YOUR GOAL: Starting at the line that contains "find the wheel", return every line through the end of the entries below, exactly and with nothing else.

RECORDS SUPPLIED:
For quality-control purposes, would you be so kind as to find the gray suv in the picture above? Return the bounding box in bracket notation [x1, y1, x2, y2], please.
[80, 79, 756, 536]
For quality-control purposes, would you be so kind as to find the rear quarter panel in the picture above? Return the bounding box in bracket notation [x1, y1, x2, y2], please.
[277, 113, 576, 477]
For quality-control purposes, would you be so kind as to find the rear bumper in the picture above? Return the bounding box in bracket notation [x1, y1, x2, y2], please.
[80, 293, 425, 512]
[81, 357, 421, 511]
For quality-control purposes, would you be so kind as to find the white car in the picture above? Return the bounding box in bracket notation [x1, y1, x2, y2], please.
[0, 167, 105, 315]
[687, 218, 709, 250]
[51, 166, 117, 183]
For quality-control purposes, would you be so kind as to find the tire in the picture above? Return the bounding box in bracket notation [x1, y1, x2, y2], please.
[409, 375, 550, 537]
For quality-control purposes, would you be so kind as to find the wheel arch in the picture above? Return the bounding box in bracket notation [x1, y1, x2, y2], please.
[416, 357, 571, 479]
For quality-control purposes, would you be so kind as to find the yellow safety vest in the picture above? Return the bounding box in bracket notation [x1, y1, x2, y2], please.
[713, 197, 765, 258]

TASK OUTPUT:
For quality-control purposes, would you be so kind as to find the wheel arch in the picture above? Return the bounding box in bracket notation [x1, y1, x2, y2], please.
[416, 357, 571, 479]
For quality-control purposes, would you be so kind as to find the yellow safety vest in the picture above? Return the bounding box in bracket notation [x1, y1, x2, y2], please.
[713, 197, 765, 258]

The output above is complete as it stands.